### Goal
Please print exactly the lines running from the one that contains "the sedan side" to the end of the data, with both lines included.

### Excerpted data
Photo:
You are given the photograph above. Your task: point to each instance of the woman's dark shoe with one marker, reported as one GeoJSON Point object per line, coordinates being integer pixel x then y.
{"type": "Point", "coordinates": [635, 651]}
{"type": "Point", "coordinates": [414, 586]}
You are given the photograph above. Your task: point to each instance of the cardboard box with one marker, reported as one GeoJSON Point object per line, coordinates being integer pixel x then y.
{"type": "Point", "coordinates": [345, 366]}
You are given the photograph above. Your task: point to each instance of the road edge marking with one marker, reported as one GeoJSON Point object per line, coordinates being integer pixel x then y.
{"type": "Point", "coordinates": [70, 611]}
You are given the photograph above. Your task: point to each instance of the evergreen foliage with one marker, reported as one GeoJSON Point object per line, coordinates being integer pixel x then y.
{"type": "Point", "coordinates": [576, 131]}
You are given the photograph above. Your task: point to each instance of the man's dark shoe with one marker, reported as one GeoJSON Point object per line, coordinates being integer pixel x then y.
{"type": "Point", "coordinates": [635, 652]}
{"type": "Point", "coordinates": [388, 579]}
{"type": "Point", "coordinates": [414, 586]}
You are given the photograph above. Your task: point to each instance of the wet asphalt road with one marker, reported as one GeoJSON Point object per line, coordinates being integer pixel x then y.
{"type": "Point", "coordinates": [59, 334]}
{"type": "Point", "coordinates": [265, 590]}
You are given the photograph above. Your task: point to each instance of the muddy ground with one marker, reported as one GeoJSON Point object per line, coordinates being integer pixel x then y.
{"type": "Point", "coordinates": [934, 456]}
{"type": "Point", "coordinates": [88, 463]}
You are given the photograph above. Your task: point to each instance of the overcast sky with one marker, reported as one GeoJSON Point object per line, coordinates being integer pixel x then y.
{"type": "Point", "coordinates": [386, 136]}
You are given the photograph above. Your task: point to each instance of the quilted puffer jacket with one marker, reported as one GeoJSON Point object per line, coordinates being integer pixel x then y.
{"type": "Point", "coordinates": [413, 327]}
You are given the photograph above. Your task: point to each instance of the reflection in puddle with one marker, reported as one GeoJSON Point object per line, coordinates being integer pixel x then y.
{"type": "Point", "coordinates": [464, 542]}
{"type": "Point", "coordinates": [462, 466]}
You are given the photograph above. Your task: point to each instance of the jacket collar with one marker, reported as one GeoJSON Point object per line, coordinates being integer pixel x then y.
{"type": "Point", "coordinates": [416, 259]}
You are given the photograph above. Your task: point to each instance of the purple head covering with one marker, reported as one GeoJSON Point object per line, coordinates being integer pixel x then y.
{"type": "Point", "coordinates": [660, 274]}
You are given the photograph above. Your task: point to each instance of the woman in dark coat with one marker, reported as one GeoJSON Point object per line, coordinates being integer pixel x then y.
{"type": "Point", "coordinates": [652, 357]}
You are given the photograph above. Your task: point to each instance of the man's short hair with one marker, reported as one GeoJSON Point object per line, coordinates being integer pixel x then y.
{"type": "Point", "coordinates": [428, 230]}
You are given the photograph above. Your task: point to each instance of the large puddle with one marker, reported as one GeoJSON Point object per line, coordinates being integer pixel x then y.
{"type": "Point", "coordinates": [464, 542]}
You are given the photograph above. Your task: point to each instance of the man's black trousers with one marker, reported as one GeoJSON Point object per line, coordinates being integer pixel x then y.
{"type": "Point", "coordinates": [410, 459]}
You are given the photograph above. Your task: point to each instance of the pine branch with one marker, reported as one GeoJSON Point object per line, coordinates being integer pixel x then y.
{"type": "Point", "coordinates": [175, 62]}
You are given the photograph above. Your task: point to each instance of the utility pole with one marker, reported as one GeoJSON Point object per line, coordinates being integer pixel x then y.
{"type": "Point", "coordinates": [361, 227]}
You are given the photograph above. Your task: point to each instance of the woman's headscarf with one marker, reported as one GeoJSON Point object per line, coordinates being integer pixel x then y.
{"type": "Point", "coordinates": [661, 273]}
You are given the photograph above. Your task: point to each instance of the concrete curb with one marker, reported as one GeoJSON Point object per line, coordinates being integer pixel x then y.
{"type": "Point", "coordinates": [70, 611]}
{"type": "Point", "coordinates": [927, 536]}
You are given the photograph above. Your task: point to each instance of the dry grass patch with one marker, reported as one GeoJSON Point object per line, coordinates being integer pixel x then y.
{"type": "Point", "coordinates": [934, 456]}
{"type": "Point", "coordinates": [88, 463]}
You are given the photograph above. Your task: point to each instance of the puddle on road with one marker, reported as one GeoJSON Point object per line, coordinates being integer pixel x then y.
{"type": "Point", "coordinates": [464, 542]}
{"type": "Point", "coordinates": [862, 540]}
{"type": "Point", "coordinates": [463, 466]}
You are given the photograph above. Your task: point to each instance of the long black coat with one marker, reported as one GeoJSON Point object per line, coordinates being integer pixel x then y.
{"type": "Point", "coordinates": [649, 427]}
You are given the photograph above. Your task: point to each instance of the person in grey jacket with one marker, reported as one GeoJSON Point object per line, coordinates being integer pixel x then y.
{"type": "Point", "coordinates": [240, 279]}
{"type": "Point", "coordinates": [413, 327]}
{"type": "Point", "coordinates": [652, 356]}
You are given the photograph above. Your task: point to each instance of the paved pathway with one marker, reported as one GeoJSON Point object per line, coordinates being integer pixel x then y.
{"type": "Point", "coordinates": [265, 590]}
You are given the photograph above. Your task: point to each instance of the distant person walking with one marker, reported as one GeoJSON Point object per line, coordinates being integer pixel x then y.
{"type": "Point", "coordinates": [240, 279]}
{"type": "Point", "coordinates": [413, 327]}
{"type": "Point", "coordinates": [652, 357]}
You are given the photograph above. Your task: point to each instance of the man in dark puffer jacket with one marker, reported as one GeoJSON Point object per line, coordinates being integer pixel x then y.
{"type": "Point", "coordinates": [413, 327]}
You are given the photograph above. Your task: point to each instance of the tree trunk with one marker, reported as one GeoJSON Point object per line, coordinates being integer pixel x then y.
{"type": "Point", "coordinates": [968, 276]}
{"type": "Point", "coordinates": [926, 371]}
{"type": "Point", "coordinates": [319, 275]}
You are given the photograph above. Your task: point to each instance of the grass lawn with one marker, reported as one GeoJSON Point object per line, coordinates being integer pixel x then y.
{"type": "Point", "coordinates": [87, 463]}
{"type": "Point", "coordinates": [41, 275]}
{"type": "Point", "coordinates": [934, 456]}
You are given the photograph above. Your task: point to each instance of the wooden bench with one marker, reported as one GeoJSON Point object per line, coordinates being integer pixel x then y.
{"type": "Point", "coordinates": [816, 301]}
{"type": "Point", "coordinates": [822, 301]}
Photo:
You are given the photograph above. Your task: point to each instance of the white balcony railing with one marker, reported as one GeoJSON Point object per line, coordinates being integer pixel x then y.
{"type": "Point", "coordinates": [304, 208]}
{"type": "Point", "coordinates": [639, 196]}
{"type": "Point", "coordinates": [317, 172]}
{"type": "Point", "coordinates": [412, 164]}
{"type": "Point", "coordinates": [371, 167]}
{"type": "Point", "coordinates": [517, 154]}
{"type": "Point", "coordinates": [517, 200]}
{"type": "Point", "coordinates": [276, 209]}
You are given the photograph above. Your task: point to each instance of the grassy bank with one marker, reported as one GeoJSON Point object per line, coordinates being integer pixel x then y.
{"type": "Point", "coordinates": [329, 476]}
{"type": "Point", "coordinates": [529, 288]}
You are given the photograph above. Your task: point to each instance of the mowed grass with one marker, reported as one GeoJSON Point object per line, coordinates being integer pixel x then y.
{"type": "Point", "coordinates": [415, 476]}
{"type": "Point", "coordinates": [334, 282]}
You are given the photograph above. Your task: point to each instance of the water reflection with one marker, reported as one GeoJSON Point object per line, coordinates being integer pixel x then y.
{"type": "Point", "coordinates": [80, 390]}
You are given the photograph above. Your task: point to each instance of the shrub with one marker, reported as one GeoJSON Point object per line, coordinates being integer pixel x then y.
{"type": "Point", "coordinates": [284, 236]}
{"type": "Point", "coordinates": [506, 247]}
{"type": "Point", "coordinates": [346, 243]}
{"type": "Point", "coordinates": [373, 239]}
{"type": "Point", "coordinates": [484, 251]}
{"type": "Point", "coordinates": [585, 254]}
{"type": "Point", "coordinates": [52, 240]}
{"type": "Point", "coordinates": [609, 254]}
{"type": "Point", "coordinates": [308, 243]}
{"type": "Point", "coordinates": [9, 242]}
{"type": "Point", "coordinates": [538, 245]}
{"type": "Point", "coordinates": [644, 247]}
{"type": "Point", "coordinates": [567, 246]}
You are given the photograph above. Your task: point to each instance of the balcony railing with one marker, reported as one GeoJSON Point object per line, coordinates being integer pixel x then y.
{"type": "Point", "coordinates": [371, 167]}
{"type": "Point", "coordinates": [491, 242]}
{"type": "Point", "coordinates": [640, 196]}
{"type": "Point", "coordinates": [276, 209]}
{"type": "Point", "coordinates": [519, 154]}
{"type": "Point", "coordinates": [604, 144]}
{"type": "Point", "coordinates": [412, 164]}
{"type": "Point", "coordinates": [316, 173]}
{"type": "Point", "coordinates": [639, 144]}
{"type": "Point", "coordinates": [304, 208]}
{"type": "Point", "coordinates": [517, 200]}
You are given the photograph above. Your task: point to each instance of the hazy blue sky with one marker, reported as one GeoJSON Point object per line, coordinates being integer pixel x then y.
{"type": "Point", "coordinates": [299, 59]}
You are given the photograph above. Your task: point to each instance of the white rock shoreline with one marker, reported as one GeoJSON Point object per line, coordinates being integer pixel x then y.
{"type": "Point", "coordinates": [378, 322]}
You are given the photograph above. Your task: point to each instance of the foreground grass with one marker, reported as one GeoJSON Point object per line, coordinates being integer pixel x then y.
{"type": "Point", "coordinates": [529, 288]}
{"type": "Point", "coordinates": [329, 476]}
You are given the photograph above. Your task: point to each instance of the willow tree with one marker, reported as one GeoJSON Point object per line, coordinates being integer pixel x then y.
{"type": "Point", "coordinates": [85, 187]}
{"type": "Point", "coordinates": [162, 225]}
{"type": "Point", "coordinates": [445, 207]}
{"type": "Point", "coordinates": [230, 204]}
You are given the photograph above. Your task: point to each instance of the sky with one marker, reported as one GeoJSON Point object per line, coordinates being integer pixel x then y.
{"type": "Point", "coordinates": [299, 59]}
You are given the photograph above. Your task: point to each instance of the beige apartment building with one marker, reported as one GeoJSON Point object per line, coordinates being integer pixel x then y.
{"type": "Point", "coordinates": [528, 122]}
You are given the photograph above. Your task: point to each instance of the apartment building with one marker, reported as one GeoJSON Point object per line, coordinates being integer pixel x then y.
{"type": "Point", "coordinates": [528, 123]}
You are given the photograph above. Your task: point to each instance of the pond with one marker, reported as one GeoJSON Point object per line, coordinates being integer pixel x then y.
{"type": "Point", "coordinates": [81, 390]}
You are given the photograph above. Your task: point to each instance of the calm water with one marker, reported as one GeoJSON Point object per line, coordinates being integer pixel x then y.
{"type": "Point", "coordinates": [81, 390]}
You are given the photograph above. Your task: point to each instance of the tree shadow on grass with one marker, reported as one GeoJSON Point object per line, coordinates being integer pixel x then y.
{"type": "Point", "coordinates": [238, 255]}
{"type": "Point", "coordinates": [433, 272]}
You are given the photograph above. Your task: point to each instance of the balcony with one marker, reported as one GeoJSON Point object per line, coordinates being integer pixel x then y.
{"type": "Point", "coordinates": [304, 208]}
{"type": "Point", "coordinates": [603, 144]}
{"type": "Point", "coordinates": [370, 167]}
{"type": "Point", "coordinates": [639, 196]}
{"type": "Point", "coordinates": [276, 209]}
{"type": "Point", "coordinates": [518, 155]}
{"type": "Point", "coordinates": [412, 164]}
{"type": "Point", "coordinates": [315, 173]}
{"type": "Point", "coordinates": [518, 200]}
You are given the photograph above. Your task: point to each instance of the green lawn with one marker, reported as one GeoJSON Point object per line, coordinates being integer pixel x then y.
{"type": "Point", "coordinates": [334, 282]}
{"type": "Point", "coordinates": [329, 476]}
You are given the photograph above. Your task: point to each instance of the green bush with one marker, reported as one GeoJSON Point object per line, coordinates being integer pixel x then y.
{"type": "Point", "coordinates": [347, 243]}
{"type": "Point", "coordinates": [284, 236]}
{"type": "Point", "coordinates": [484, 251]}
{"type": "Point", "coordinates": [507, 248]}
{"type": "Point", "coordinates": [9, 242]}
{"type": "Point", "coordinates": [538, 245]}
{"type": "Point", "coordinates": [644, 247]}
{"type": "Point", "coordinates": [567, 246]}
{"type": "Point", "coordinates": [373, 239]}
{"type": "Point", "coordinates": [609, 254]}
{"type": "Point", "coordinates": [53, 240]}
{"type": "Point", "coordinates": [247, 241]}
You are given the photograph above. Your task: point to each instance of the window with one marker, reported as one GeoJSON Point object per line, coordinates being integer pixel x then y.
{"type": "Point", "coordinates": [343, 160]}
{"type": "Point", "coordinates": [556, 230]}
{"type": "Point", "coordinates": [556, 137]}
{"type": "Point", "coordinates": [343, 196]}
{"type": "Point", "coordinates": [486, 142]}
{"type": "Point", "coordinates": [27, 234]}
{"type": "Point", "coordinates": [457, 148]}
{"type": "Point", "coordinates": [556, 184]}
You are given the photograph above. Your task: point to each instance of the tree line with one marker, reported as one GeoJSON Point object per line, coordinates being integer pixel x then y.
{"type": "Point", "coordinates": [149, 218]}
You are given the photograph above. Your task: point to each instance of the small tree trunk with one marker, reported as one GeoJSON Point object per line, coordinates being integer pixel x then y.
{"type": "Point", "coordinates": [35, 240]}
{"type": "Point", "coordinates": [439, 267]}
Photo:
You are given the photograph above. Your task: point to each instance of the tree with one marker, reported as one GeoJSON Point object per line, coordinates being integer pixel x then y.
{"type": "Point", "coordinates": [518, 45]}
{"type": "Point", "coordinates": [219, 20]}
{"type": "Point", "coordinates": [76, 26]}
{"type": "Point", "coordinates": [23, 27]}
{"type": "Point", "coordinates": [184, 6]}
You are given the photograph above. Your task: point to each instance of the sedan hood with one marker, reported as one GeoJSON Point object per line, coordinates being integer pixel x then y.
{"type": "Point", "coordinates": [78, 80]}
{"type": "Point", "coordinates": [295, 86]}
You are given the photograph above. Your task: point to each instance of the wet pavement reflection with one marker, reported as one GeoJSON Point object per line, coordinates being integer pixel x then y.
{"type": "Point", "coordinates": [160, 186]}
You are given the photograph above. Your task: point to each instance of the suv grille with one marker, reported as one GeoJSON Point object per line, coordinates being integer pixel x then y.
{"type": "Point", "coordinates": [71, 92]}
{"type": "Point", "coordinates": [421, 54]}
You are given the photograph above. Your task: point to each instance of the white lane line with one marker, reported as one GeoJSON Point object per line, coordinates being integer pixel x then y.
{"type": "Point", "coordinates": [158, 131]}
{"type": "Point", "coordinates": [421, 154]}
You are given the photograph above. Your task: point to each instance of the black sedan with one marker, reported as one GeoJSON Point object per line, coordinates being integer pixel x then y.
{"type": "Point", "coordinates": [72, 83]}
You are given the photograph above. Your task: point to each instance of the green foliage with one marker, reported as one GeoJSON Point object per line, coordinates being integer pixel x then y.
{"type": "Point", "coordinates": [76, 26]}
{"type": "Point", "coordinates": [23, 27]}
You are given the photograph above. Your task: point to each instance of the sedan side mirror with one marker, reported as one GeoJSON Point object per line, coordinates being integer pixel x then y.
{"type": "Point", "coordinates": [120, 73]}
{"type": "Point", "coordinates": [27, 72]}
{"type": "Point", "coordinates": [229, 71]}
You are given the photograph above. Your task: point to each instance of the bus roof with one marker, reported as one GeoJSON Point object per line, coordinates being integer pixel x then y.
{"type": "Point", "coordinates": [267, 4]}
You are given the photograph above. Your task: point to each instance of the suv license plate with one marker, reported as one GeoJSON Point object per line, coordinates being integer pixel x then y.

### The completed task
You are given the photograph above. Your task: point to each instance of the sedan side mirror with one marker, reported as one GeoJSON Point object per line, coordinates being integer pixel x then y.
{"type": "Point", "coordinates": [120, 73]}
{"type": "Point", "coordinates": [27, 72]}
{"type": "Point", "coordinates": [229, 71]}
You are given the photograph above. Your task: point to each instance of the bus roof with one marker, reported as one GeoJSON Point object per line, coordinates being integer pixel x then y.
{"type": "Point", "coordinates": [267, 4]}
You are given the photograph above. Your task: point to each instance of the suv license plate with one marker, reported as one GeoJSON Point object per line, coordinates being integer pixel x then y.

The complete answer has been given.